→ **ЗАДАЧИ ДЛЯ РЕШЕНИЯ**:
1. Где, согласно отрывку о Максе Гельце, он сколотил вооруженный отряд?
2. Отредактируйте фрагмент отрывка о Максе Гельце, который начинается словами «После неудачной, тяжелой» и заканчивается словами «которой были напечатаны.»: замените «топливо» на «уголь».

→ **ПРЕДЛОЖЕННЫЙ ОТРЫВОК**:
После неудачной, тяжелой войны, по всей Германии царил хаос. Множество партий, различного политического толка, пытались переложить друг на друга ответственность за постыдное поражение, страна стояла на пороге полной анархии. Настало время таких как Макс Гельц – крепких, закаленных в боях, суровых парней, не отягощенных моралью и готовых на все, что бы отвоевать себе место под солнцем, в новой, послевоенной жизни. В родном городе Фалькенштейне, наш герой сколотил вооруженный отряд из люмпенов-радикалов, как сказали бы сейчас ОПГ, типа «солнцевских» или «тамбовских», и стал терроризировать местных буржуа, отбирая у них топливо, продовольствие, скот, не брезгуя золотишком. Бумажные рейсхмарки, в то время стоили не дороже бумаги, на которой были напечатаны.
Те времена, позднее вспоминал Гельц, с особым благодушием, как прототип видимого им коммунистического будущего, хочешь, супец, хочешь, минет, и все бесплатно, а то еще и добра какого достанется.
Справедливости ради, стоит сказать, что новоявленный активист рабочего движения, не был стяжателем, щедро делился награбленным с местной беднотой, коей в разоренной стране было с избытком, за что был особенно, почитаем последней. Поэтому позже, после неудачного берлинского восстания, когда известному теоретику немецкого социал-демократического рабочего движения, Карлу Либкнехту, проломили прикладом голову, а еврейку Люксембург, подобно бешеной собаке, пристрелили в канаве, и по стране пошла волна реакции - ни Макса Гельца, ни его верных бойцов-подельников, арестовать не смогли. Фалькенштейнская босота, прятала их как родных, а люди состоятельные побаивались, ибо войска уходили наводить порядок в другое место, и тут же, как феникс из пепла возрождалась Саксонская советская республика под руководством боевика товарища Макса, никакими советами, в которой, разумеется, не пахло.

→ **ИСХОДНЫЕ ДАННЫЕ**:
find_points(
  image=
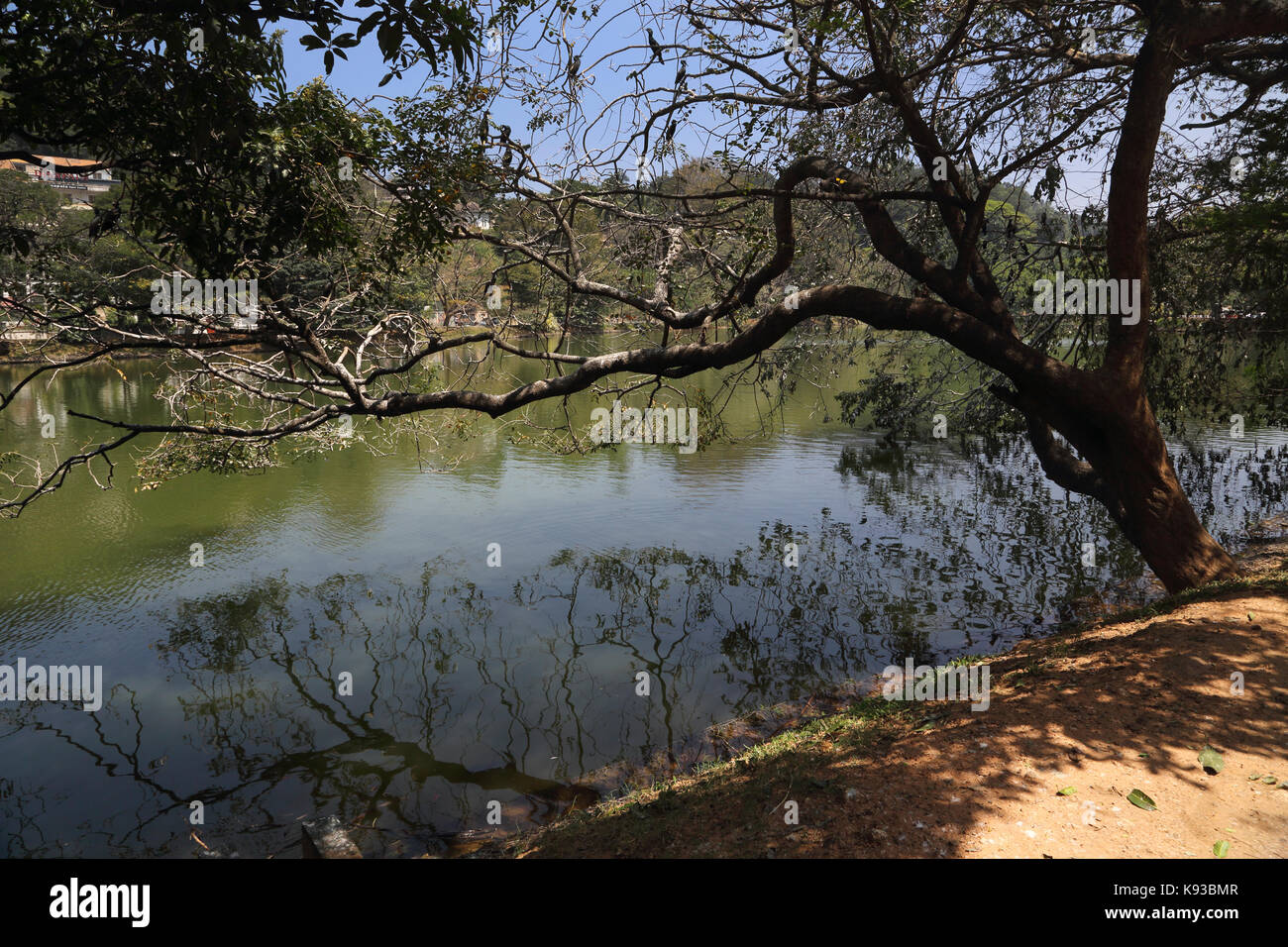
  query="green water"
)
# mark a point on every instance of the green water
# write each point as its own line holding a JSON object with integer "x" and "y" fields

→ **ОТВЕТЫ ПО ПОРЯДКУ**:
1. В родном городе Фалькенштейне.

2.
После неудачной, тяжелой войны, по всей Германии царил хаос. Множество партий, различного политического толка, пытались переложить друг на друга ответственность за постыдное поражение, страна стояла на пороге полной анархии. Настало время таких как Макс Гельц – крепких, закаленных в боях, суровых парней, не отягощенных моралью и готовых на все, что бы отвоевать себе место под солнцем, в новой, послевоенной жизни. В родном городе Фалькенштейне, наш герой сколотил вооруженный отряд из люмпенов-радикалов, как сказали бы сейчас ОПГ, типа «солнцевских» или «тамбовских», и стал терроризировать местных буржуа, отбирая у них уголь, продовольствие, скот, не брезгуя золотишком. Бумажные рейсхмарки, в то время стоили не дороже бумаги, на которой были напечатаны.